My tour took me to John, Paul, George, and Ringo’s childhood homes; to their schools; Penny Lane and Strawberry Fields; the studio they recorded their first record in; the homes of their manager Brian Epstein and John’s mother Julia, and the Casbah Coffee House they hung out in and played at. I completed the day at The Beatles Experience Museum before picking up souvenirs and running to the Liverpool FC shop to get a jersey for my son.
Ian was great and I loved it all but the three that mattered the most were:
1. Pete’s church where on July 6, 1957 a 15 year old Paul McCartney saw a 17 year old john Lennon sing with his skiffle group, The Quarrymen. Paul was impressed by John and afterward tried to impress him by playing Eddie Cochran’s Twenty Flight Rock, among other songs. John realized Paul was better than any guitarist he knew, and history was made. While standing at the spot they met, I played Twenty Flight Rock on my iphone. It was awesome.
2. Paul McCartney’s childhood home on Forthlin Road and John Lennon’s childhood home on Menlove Avenue are now national historic sites. As part of my tour I joined a group of 12 or so who first toured John’s home and then took a shuttle to Paul’s home. Our tour guides were great with the man at John’s home channeling John’s Aunt Mimi.
John’s home, specifically his bedroom, was the most moving part of the tour. John had quite a tragic childhood, abandoned by his mother and father after his father tried kidnapping him, raised by a snobby, serious aunt and a nurturing uncle who died when he was 13. He found out his mother lived near him in his teens and began spending time with her until she was hit by a car and killed leaving Aunt Mimi’s home. There was a letter from Yoko on his bed about how he described his childhood in this home as good despite the tragedies. There were issues of The Daily Howl, the cartoon newspaper he produced at school on his desk. The weight of John’s emotions and dreams were felt.

━━━━━━━━━━

▶ **WHAT THE TASK ASKS**:
In the Beatles tour passage, on what date did Paul McCartney first see John Lennon sing with The Quarrymen? Use only the Beatles tour passage to answer.

(Dataset entries)
━━━━━━━━━━

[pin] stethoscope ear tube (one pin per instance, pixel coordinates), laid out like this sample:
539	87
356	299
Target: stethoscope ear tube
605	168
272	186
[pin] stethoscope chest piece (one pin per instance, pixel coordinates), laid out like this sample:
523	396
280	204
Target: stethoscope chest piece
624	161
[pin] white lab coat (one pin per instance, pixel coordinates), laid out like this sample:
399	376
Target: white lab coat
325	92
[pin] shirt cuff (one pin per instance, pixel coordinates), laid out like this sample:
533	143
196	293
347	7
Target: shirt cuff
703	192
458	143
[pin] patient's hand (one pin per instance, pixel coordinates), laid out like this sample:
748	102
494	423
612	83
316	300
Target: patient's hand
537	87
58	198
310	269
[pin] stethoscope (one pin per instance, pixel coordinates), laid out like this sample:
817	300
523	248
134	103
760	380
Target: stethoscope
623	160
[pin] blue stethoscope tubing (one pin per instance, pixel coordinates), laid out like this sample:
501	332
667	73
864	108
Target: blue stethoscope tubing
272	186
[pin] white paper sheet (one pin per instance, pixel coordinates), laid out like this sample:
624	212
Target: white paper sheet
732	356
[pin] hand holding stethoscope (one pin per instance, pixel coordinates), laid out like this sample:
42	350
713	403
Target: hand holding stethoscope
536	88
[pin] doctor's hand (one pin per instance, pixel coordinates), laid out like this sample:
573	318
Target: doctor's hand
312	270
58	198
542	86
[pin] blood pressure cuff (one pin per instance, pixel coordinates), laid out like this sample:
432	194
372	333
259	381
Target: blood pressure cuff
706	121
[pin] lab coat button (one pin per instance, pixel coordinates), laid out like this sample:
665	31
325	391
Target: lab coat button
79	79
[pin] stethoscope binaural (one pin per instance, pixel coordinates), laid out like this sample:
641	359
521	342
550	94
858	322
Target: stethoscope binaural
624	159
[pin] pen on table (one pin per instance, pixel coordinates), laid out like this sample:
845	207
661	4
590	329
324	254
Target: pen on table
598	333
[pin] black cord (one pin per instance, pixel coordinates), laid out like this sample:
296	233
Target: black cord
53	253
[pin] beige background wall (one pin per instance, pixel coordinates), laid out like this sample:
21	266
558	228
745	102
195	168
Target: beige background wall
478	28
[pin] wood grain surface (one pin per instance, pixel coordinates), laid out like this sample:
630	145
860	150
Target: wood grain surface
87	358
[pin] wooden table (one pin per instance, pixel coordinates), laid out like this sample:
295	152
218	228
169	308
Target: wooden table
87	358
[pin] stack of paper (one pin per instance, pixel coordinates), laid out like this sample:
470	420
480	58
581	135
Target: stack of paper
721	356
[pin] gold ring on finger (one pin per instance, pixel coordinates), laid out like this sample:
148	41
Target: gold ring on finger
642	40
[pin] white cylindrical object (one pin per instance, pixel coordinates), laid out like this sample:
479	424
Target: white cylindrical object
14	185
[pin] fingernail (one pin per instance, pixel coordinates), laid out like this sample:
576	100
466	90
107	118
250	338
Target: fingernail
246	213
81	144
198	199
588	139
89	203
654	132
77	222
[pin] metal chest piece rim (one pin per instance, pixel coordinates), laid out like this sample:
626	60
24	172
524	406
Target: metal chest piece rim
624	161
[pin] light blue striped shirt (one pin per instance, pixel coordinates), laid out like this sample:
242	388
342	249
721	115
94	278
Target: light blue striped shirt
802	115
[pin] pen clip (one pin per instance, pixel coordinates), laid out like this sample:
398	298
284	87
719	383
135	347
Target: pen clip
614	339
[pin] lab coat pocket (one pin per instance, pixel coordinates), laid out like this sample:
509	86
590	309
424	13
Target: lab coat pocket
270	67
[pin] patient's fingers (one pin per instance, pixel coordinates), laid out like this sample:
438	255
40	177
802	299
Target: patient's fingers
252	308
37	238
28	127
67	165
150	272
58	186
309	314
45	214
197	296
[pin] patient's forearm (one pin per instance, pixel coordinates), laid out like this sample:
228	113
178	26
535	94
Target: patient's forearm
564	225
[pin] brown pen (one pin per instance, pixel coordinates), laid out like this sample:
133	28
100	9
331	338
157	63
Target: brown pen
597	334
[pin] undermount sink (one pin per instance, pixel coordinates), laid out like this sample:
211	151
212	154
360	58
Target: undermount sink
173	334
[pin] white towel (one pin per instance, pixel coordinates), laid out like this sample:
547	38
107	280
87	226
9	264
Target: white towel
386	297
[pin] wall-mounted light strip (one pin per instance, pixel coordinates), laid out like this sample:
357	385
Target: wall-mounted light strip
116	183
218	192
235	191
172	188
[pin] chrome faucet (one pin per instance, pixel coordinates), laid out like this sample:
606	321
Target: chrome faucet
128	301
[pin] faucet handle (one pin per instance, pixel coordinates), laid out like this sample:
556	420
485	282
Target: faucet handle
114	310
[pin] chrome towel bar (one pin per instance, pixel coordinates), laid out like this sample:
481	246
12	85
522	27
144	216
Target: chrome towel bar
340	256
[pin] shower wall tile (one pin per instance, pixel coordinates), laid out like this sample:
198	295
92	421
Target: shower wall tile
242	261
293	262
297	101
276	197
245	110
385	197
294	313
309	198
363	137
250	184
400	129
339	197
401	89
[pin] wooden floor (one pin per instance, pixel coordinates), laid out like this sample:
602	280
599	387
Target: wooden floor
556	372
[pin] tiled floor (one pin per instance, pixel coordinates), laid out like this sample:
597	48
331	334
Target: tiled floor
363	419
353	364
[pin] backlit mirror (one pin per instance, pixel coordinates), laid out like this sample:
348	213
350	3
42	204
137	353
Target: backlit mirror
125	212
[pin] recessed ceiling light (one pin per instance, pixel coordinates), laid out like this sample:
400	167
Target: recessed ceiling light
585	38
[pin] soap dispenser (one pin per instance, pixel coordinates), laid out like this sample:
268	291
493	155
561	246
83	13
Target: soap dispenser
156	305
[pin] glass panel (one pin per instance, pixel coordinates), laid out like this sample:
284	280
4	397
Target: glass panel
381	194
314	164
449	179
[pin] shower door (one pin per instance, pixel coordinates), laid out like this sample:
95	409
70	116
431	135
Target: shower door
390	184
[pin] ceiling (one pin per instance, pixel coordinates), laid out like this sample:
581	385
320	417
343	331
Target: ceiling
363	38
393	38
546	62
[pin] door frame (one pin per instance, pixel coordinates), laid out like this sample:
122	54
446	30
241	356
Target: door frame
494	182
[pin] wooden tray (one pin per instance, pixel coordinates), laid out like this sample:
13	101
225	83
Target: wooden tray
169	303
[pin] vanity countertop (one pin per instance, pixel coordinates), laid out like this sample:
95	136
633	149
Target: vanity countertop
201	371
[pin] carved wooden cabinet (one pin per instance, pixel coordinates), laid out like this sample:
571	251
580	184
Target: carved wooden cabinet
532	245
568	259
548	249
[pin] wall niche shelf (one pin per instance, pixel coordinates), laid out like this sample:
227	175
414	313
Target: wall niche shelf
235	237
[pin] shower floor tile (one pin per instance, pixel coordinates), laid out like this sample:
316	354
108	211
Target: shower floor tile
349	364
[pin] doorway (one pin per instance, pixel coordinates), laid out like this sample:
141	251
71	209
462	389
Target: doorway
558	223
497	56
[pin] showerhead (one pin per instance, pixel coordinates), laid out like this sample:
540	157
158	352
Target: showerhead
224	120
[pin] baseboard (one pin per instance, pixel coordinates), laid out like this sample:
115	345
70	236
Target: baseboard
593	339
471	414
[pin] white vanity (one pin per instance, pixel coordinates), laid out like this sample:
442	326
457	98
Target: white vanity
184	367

━━━━━━━━━━

▶ **ANSWER**:
July 6, 1957.